▶ **阅读文本**
___
Description

Given a string S and a string T, find the minimum window in S which will contain all the characters in T in complexity O(n).

Example:

Input: S = "ADOBECODEBANC", T = "ABC"
Output: "BANC"
Note:

If there is no such window in S that covers all characters in T, return the empty string "".
If there is such window, you are guaranteed that there will always be only one unique minimum window in S.

Solution

思路，使用双指针left记录start, right 记录cover 的end
（思路好像，代码异常难写）

class Solution:
    def build_dict(self,t):
        res ={}
        for c in list(t):
            if c in res:
                res[c] +=1
            else:
                res[c] = 1
        return res
    def minWindow(self, s: str, t: str) -> str:
        if len(s)< len(t):
            return ""
        c_dict = self.build_dict(t) # char needed for template
        start = 0
        char_cnt = 0
        min_len = 1e6
        idx = 0
        s = list(s)
___
▶ **简短题目 a**
请将下面的点标注记录逐行照原样抄录一遍。
最小窗口子串题解与这些记录彼此独立，互不相关。

▶ **点标注数据集中的条目**
___
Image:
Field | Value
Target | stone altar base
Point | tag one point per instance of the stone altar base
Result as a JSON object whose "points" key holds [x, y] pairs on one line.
___
▶ **简短题目 b**
请从最小窗口子串题解最后一行之后接着往下写，把这段题解续写完整。

▶ **输出结果 a**
Image:
Field | Value
Target | stone altar base
Point | tag one point per instance of the stone altar base
Result as a JSON object whose "points" key holds [x, y] pairs on one line.

▶ **输出结果 b**
        for end in range(len(s)):
            if s[end] in c_dict:
                c_dict[s[end]]-=1
                if c_dict[s[end]]==0:  ##注意条件
                    char_cnt +=1
            else:
                continue
            # check if substr covered the template
            while char_cnt == len(c_dict):   #注意条件
                if min_len > end-start +1:
                    min_len = end-start +1
                    idx = start
                # move forward for start point        
                ch = s[start]
                start+=1  #注意更新
                if ch not in c_dict:
                    continue
                c_dict[ch]+=1
                if c_dict[ch] >0:
                    char_cnt -= 1
        if min_len == 1e6:
            return ""
        return "".join(s[idx:idx+min_len])